Short task:
Please find each line in the material below that contains the string "brown", treating uppercase and lowercase as different, and copy those lines.

(Bounding-box records)
☆ ☆ ☆

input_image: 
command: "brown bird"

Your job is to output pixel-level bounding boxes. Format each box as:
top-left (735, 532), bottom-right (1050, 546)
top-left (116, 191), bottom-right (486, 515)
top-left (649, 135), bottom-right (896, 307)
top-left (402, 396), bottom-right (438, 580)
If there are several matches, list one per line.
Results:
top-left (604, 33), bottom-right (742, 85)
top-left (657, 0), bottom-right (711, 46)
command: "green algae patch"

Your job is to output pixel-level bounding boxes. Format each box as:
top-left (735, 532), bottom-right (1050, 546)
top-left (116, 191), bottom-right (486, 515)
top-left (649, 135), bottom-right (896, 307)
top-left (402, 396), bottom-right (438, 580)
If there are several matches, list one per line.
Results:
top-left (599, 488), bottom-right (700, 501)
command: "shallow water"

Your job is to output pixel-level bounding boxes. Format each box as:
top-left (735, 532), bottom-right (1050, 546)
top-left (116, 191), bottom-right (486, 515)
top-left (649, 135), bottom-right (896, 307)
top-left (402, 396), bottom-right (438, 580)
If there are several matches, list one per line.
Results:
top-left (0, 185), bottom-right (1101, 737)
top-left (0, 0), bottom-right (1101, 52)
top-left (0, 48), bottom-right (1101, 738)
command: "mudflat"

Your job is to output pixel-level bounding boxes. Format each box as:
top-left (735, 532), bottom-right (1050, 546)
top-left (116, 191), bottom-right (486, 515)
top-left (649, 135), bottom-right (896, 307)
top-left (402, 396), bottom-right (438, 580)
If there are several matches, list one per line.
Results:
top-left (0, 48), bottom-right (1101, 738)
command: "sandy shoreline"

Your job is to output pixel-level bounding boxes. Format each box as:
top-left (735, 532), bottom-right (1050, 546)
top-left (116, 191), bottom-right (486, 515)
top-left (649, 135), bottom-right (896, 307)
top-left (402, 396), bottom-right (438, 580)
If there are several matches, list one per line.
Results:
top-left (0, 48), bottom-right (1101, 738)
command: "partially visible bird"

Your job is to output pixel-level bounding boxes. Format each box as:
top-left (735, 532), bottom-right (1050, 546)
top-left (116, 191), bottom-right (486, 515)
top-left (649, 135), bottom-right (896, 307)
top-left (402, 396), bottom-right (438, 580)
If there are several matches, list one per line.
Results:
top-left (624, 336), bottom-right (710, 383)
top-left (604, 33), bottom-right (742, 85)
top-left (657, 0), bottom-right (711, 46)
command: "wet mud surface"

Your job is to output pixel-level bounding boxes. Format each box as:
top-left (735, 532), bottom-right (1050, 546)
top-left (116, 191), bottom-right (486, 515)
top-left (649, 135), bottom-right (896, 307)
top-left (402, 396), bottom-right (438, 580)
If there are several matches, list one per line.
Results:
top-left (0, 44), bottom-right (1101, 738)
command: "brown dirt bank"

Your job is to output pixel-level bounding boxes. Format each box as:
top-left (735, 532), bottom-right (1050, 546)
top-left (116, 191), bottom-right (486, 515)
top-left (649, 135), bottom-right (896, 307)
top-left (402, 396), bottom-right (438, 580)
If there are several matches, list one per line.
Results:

☆ ☆ ☆

Exercise answer:
command: "brown bird"
command: "brown dirt bank"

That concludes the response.